__TASK DETAILS__
Lay out the records below as a two-column CSV with the headers text and answer, one row per record. Put each record's text and its answer in a single quoted field with line breaks changed to spaces, and leave out the pictures.

__SUPPLIED MATERIAL__
——
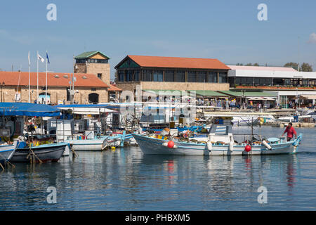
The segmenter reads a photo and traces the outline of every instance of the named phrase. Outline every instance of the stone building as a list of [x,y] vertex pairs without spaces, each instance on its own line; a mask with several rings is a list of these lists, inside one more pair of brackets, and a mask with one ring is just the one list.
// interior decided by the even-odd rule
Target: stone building
[[110,84],[109,57],[99,51],[93,51],[84,52],[74,59],[74,73],[93,74],[105,84]]
[[117,86],[146,90],[228,91],[230,68],[217,59],[127,56],[115,66]]
[[[74,74],[74,101],[79,104],[108,101],[110,86],[93,74]],[[72,74],[48,72],[47,101],[51,104],[70,101]],[[28,72],[0,72],[1,102],[28,102]],[[37,98],[37,74],[30,72],[31,103]],[[46,99],[46,72],[39,72],[39,103]]]

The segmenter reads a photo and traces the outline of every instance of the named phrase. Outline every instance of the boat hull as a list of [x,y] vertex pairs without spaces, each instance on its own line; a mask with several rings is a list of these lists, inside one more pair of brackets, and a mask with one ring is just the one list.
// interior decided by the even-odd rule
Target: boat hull
[[163,146],[168,141],[150,138],[139,134],[133,134],[140,149],[144,154],[147,155],[209,155],[205,145],[195,143],[184,143],[175,141],[177,148],[169,148]]
[[105,140],[65,140],[64,142],[70,144],[74,151],[101,150]]
[[10,161],[15,151],[13,145],[0,146],[0,163],[4,164],[6,161]]
[[[37,156],[34,158],[36,162],[39,162],[39,159],[42,162],[58,162],[62,157],[67,146],[67,143],[50,143],[32,147],[31,149]],[[29,153],[29,148],[18,148],[12,157],[11,162],[28,162],[30,161],[29,158],[27,158]]]
[[140,134],[133,134],[144,154],[147,155],[252,155],[289,154],[296,153],[299,141],[272,144],[272,150],[263,146],[253,146],[251,151],[245,150],[245,146],[234,146],[232,150],[229,146],[213,144],[211,150],[204,143],[174,141],[176,148],[164,146],[169,141],[151,138]]

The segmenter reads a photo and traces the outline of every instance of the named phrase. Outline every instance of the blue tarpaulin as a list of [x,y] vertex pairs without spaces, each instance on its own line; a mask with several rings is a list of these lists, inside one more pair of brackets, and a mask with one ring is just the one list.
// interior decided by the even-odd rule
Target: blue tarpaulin
[[60,115],[60,110],[48,105],[27,103],[0,103],[0,115],[57,117]]

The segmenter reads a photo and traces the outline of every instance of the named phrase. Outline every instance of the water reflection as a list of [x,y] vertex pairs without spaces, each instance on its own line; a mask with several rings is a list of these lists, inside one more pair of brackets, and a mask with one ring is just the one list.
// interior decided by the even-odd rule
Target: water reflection
[[[305,154],[144,155],[136,147],[81,152],[74,160],[17,164],[1,173],[0,210],[289,210],[298,195],[313,193],[301,172],[315,181],[312,168]],[[268,190],[267,206],[257,202],[261,186]],[[56,187],[58,204],[46,202],[48,186]]]

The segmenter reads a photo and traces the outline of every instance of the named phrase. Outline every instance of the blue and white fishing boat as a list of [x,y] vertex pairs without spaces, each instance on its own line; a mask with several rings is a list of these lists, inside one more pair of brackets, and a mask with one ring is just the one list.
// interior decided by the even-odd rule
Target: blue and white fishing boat
[[10,162],[13,156],[18,141],[15,141],[13,145],[2,143],[0,145],[0,164],[4,165],[6,162]]
[[[253,134],[242,134],[246,141],[235,141],[232,131],[231,115],[223,115],[222,124],[213,124],[207,141],[193,142],[180,141],[169,137],[158,139],[154,134],[133,134],[144,154],[150,155],[273,155],[295,153],[302,139],[287,141],[284,138],[262,139],[254,140]],[[217,118],[218,120],[218,118]]]
[[[20,143],[22,144],[22,142]],[[32,153],[36,155],[34,157],[36,162],[39,162],[39,160],[42,162],[58,162],[66,148],[68,148],[68,144],[66,143],[48,143],[32,146],[31,147],[32,151],[30,151],[29,147],[25,145],[22,146],[20,145],[15,150],[11,158],[11,162],[28,162],[31,160]]]
[[[13,117],[14,120],[17,120],[17,117],[57,117],[60,115],[60,110],[54,107],[42,104],[33,104],[27,103],[1,103],[0,108],[3,108],[3,111],[0,110],[0,115],[4,116]],[[10,134],[9,137],[13,137],[16,131],[15,122],[13,122],[14,127],[12,129],[13,134]],[[20,126],[23,124],[20,123]],[[22,132],[20,127],[20,132]],[[65,149],[69,148],[69,146],[66,143],[45,143],[39,146],[32,146],[32,143],[29,143],[32,146],[29,148],[26,143],[26,139],[19,137],[18,146],[15,148],[13,153],[10,155],[11,162],[26,162],[29,161],[29,155],[35,154],[36,160],[40,160],[42,162],[46,161],[58,161],[62,155]],[[35,156],[35,155],[34,155]]]
[[[131,138],[131,135],[129,138]],[[125,131],[123,134],[113,136],[96,136],[93,139],[67,139],[63,141],[70,144],[75,151],[103,150],[107,147],[123,147],[125,141]]]

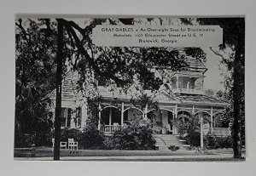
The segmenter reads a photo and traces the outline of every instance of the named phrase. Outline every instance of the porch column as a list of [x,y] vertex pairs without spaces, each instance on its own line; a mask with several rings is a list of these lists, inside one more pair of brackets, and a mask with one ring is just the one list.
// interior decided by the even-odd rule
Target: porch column
[[194,115],[195,115],[195,106],[193,105],[192,106],[192,116],[193,116],[193,118],[194,118]]
[[148,119],[147,113],[148,113],[148,104],[147,104],[146,106],[145,106],[145,111],[144,111],[144,120],[147,120],[147,119]]
[[82,105],[82,110],[81,110],[81,114],[82,114],[82,116],[81,116],[81,128],[84,128],[86,126],[86,120],[87,120],[87,105],[85,104],[83,104]]
[[125,104],[122,102],[122,111],[121,111],[121,126],[124,125],[124,111],[125,111]]
[[213,132],[213,109],[211,108],[211,133]]
[[202,112],[199,112],[199,118],[200,118],[200,144],[201,144],[201,149],[202,150],[204,147],[204,133],[203,133],[203,114]]
[[178,76],[176,76],[176,87],[178,89]]
[[102,106],[99,104],[99,121],[98,121],[98,130],[101,130],[101,119],[102,119]]
[[173,116],[173,120],[176,122],[176,124],[173,125],[172,127],[172,133],[173,134],[177,134],[177,105],[175,105],[175,109],[174,109],[174,116]]
[[112,108],[110,108],[110,110],[109,110],[109,119],[108,119],[108,123],[109,123],[109,125],[111,125],[111,123],[112,123]]

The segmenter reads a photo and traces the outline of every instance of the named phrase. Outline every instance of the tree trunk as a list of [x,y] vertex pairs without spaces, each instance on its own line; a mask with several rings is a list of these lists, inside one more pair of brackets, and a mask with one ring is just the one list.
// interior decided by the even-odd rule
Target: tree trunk
[[234,122],[233,122],[233,150],[235,158],[241,158],[241,113],[240,105],[241,98],[241,54],[236,50],[235,60],[234,60],[234,92],[233,92],[233,105],[234,105]]
[[56,105],[55,118],[55,148],[54,160],[60,160],[61,142],[61,74],[63,58],[63,25],[58,20],[58,39],[57,39],[57,71],[56,71]]

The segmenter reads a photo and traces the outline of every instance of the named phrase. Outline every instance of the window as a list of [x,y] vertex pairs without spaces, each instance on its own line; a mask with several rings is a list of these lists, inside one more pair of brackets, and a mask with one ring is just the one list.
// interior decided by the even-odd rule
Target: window
[[61,127],[70,128],[71,108],[61,108]]
[[98,86],[106,86],[106,78],[100,77],[98,79]]
[[76,109],[76,128],[81,127],[81,121],[82,121],[82,110],[81,107],[78,107]]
——
__REPLY TO THE EXERCISE__
text,answer
"The segmenter reads a photo and traces the outline of every instance of the named phrase. Outline every instance of the stone building as a list of [x,y] vertex pairs without spaces, each instance on its own line; a mask with several rings is a list of these lists, inside one more pair of brackets, and a mask with one ring is just the one list. // interior decided by the even-odd rule Target: stone building","[[110,84],[109,57],[99,51],[93,51],[84,52],[74,59],[74,73],[93,74],[105,84]] [[117,86],[146,90],[228,91],[230,68],[217,59],[127,56],[115,66]] [[[74,74],[74,101],[79,104],[108,101],[110,86],[93,74]],[[72,74],[48,72],[47,101],[51,104],[70,101]],[[28,72],[0,72],[1,102],[28,102]],[[37,98],[37,74],[30,72],[31,103]],[[46,99],[46,72],[39,72],[39,103]]]"
"The segmenter reads a photo and traces the outline of every instance of the named phrase. Outline every instance of the boat hull as a list of [x,y] vertex pairs without spaces, each instance on its own line; a mask with several rings is a list of these lists, inside one more pair of brackets, and a mask with one ring is just the one list. // interior decided by the even-odd rule Target: boat hull","[[163,146],[168,141],[150,138],[139,134],[133,134],[140,149],[144,154],[147,155],[209,155],[205,145],[195,143],[184,143],[175,141],[177,148],[169,148]] [[105,140],[65,140],[64,142],[70,144],[74,151],[101,150]] [[10,161],[15,151],[13,145],[0,146],[0,163],[4,164],[6,161]] [[[37,156],[34,158],[36,162],[39,162],[39,159],[42,162],[58,162],[62,157],[67,146],[67,143],[50,143],[32,147],[31,149]],[[29,153],[29,148],[18,148],[12,157],[11,162],[28,162],[30,161],[29,158],[27,158]]] [[140,134],[133,134],[144,154],[147,155],[252,155],[289,154],[296,153],[299,141],[272,144],[272,150],[263,146],[253,146],[251,151],[245,150],[245,146],[234,146],[232,150],[229,146],[213,144],[211,150],[204,143],[174,141],[176,148],[164,146],[169,141],[151,138]]"
"The segmenter reads a photo and traces the outline of every instance of the named phrase. Outline every instance of the blue tarpaulin as a list of [x,y] vertex pairs without spaces, each instance on its own line; a mask with several rings is a list of these lists, inside one more pair of brackets, and a mask with one ring is just the one list. // interior decided by the even-odd rule Target: blue tarpaulin","[[60,115],[60,110],[48,105],[27,103],[0,103],[0,115],[57,117]]"
"The segmenter reads a photo and traces the outline of every instance of the named phrase. Outline every instance of the water reflection as a list of [x,y] vertex pairs without spaces, each instance on its own line; a mask with several rings is a list of these lists, inside one more pair of brackets, and a mask with one ring is just the one list. // interior decided by the even-odd rule Target: water reflection","[[[305,154],[144,155],[136,147],[81,152],[74,160],[17,164],[1,173],[0,210],[289,210],[298,195],[313,193],[301,172],[315,181],[312,168]],[[268,190],[267,206],[257,202],[261,186]],[[56,187],[58,204],[46,202],[48,186]]]"
"The segmenter reads a photo and traces the outline of every instance of the named phrase. Outline every instance of the blue and white fishing boat as a list of [x,y] vertex pairs without spaces, each instance on its own line; a mask with several rings is a list of these lists, inside one more pair of brackets, and a mask with one ring is just the one list. // interior decided by the even-odd rule Target: blue and white fishing boat","[[10,162],[13,156],[18,141],[15,141],[13,145],[2,143],[0,145],[0,164],[4,165],[6,162]] [[[253,134],[242,134],[246,141],[235,141],[232,131],[231,115],[223,115],[222,124],[213,124],[207,141],[193,142],[180,141],[169,137],[158,139],[154,134],[133,134],[144,154],[150,155],[273,155],[295,153],[302,139],[287,141],[284,138],[262,139],[254,140]],[[217,118],[218,120],[218,118]]] [[[20,143],[22,144],[22,142]],[[32,153],[36,155],[34,157],[36,162],[39,162],[39,160],[42,162],[58,162],[66,148],[68,148],[68,144],[66,143],[48,143],[32,146],[31,147],[32,151],[30,151],[29,147],[25,145],[22,146],[20,145],[15,150],[11,158],[11,162],[28,162],[31,160]]] [[[13,117],[14,120],[17,120],[17,117],[57,117],[60,115],[60,110],[54,107],[42,104],[33,104],[27,103],[1,103],[0,108],[3,108],[3,111],[0,110],[0,115],[4,116]],[[10,134],[9,137],[13,137],[16,131],[15,122],[13,122],[14,127],[12,129],[13,134]],[[20,126],[23,124],[20,123]],[[22,132],[20,127],[20,132]],[[65,149],[69,148],[69,146],[66,143],[45,143],[39,146],[32,146],[32,143],[29,143],[32,146],[29,148],[26,143],[26,139],[19,137],[18,146],[15,148],[13,153],[10,155],[11,162],[26,162],[29,161],[29,155],[35,154],[36,160],[40,160],[42,162],[46,161],[58,161],[62,155]],[[35,156],[35,155],[34,155]]] [[[131,138],[131,135],[129,138]],[[125,131],[123,134],[113,136],[96,136],[93,139],[67,139],[63,141],[70,144],[75,151],[103,150],[107,147],[123,147],[125,141]]]"
"The segmenter reads a photo and traces the outline of every instance of the named phrase. Outline every instance of the porch column as a list of [x,y] vertex pairs without spaces, each instance on its own line; a mask with several rings is a list of these lists, inside one more pair of brackets, and a mask with one ring is just the one list. // interior decided by the even-odd rule Target: porch column","[[194,115],[195,115],[195,106],[193,105],[192,106],[192,116],[193,116],[193,118],[194,118]] [[148,119],[147,113],[148,113],[148,104],[147,104],[146,106],[145,106],[145,111],[144,111],[144,120],[147,120],[147,119]] [[82,105],[82,110],[81,110],[81,114],[82,114],[82,116],[81,116],[81,128],[84,128],[86,126],[86,120],[87,120],[87,105],[85,104],[83,104]] [[125,104],[122,102],[122,111],[121,111],[121,126],[124,125],[124,111],[125,111]] [[213,132],[213,109],[211,108],[211,133]] [[202,112],[199,112],[199,118],[200,118],[200,144],[201,144],[201,149],[202,150],[204,147],[204,133],[203,133],[203,114]] [[178,76],[176,76],[176,87],[178,89]] [[102,106],[99,104],[99,121],[98,121],[98,130],[101,130],[101,119],[102,119]] [[173,116],[173,120],[176,122],[176,124],[173,125],[172,127],[172,133],[173,134],[177,134],[177,105],[175,105],[175,109],[174,109],[174,116]] [[112,108],[110,108],[110,110],[109,110],[109,119],[108,119],[108,123],[109,123],[109,125],[111,125],[111,123],[112,123]]"
"The segmenter reads a photo and traces the outline of every instance of the named phrase. Outline every instance of the tree trunk as a list of [x,y] vertex pairs without spaces, each instance on its own line; a mask with several rings is a list of these lists, inside one more pair of brackets, and a mask with one ring is just the one list. // interior decided by the even-odd rule Target: tree trunk","[[234,122],[233,122],[233,150],[235,158],[241,158],[241,113],[240,105],[241,98],[241,54],[236,50],[235,60],[234,60],[234,92],[233,92],[233,105],[234,105]] [[56,105],[55,118],[55,148],[54,160],[60,160],[61,142],[61,74],[63,58],[63,25],[58,20],[58,39],[57,39],[57,71],[56,71]]"
"The segmenter reads a photo and traces the outline of every instance of the named phrase. Outline every instance of the window as a list of [x,y] vertex pairs without spaces, each instance on its own line; a mask with several rings is a list of these lists, inside one more pair of brackets, and a mask with one ring is just the one list. // interior decided by the even-odd rule Target: window","[[61,127],[70,128],[71,108],[61,108]] [[98,86],[106,86],[106,78],[100,77],[98,79]] [[76,109],[76,128],[81,127],[81,121],[82,121],[82,110],[81,107],[78,107]]"